Task requirements: Quote the entries word for word, from the line containing "Locate every instance of the yellow" through the end of the entries.

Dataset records
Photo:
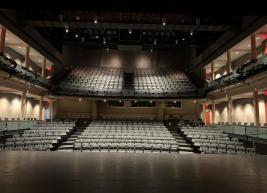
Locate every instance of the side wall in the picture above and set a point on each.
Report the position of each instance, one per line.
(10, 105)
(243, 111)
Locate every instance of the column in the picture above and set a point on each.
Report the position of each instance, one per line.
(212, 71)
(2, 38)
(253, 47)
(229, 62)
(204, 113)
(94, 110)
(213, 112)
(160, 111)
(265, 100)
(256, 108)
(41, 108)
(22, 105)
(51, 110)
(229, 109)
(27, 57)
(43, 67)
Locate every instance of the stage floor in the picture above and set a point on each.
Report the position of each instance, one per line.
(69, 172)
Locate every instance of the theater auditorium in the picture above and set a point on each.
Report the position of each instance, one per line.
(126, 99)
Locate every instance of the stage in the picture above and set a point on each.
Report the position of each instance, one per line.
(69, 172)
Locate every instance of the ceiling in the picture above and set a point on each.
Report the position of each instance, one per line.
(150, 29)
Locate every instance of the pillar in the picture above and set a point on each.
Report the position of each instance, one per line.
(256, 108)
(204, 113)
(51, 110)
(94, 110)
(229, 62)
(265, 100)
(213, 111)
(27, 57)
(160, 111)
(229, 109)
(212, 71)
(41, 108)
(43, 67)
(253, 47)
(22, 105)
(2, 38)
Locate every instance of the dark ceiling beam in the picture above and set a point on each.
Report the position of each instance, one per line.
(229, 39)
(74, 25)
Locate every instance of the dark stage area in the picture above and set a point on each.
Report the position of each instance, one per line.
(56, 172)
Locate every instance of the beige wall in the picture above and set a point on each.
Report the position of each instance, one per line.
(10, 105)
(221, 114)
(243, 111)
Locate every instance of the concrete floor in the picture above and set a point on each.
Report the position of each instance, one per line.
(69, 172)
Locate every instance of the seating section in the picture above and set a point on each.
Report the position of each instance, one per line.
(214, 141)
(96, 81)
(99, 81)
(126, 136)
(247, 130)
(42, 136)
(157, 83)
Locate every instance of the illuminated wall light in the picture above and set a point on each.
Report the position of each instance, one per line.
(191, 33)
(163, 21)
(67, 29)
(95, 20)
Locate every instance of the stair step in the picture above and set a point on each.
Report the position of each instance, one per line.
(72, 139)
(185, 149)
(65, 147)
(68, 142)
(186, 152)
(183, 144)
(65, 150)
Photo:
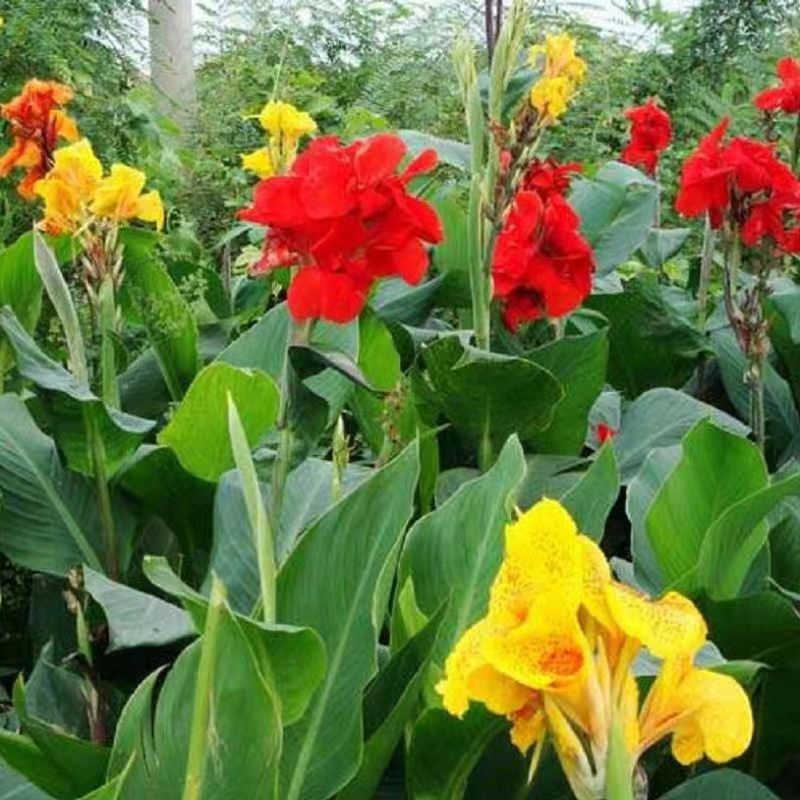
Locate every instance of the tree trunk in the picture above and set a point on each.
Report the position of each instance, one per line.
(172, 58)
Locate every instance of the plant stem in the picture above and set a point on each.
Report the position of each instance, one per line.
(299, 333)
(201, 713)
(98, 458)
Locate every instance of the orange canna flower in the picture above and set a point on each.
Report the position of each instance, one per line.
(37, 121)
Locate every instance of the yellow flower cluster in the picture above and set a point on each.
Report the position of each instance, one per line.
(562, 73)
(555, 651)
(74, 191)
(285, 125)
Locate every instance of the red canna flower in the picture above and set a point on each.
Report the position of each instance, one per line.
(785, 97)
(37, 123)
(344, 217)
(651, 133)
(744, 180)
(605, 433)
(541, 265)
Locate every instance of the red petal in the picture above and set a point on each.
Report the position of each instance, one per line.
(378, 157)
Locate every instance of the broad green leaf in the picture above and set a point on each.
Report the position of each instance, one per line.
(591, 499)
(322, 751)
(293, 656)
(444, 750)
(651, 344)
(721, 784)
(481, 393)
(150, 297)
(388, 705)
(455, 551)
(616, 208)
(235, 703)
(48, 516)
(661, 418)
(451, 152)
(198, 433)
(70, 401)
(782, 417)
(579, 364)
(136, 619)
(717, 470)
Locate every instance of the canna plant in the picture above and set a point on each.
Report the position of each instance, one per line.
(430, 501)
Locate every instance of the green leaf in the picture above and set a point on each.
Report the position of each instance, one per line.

The result:
Locate every instance of the yellow flower cluster in the picture above and set a point on each.
Report the position of each instance, one per line.
(562, 73)
(555, 651)
(74, 191)
(285, 125)
Locate every instance of the red canna flower in the picture above and set a point on each.
Report the position of each instance, one per line.
(785, 97)
(37, 123)
(344, 217)
(651, 133)
(744, 180)
(605, 433)
(541, 265)
Locate every instance of the red petal in the picture above and set a point on each.
Report the position of each instance, one per line.
(378, 157)
Locate every instance of the broad green leaf in the picture above and set a point on each.
Report the position of each instance, one per line.
(591, 499)
(322, 751)
(293, 656)
(444, 750)
(651, 344)
(721, 784)
(481, 393)
(150, 297)
(388, 705)
(455, 551)
(616, 208)
(235, 703)
(48, 516)
(661, 418)
(451, 152)
(198, 433)
(70, 401)
(782, 417)
(579, 364)
(136, 619)
(717, 470)
Locate every instance of the canna plant in the picture above and set a point on each.
Report the position of each instance, one per line.
(430, 501)
Locate every instance of the green leaf in the picture above and set a point on each.
Report the position of each instance, one per line.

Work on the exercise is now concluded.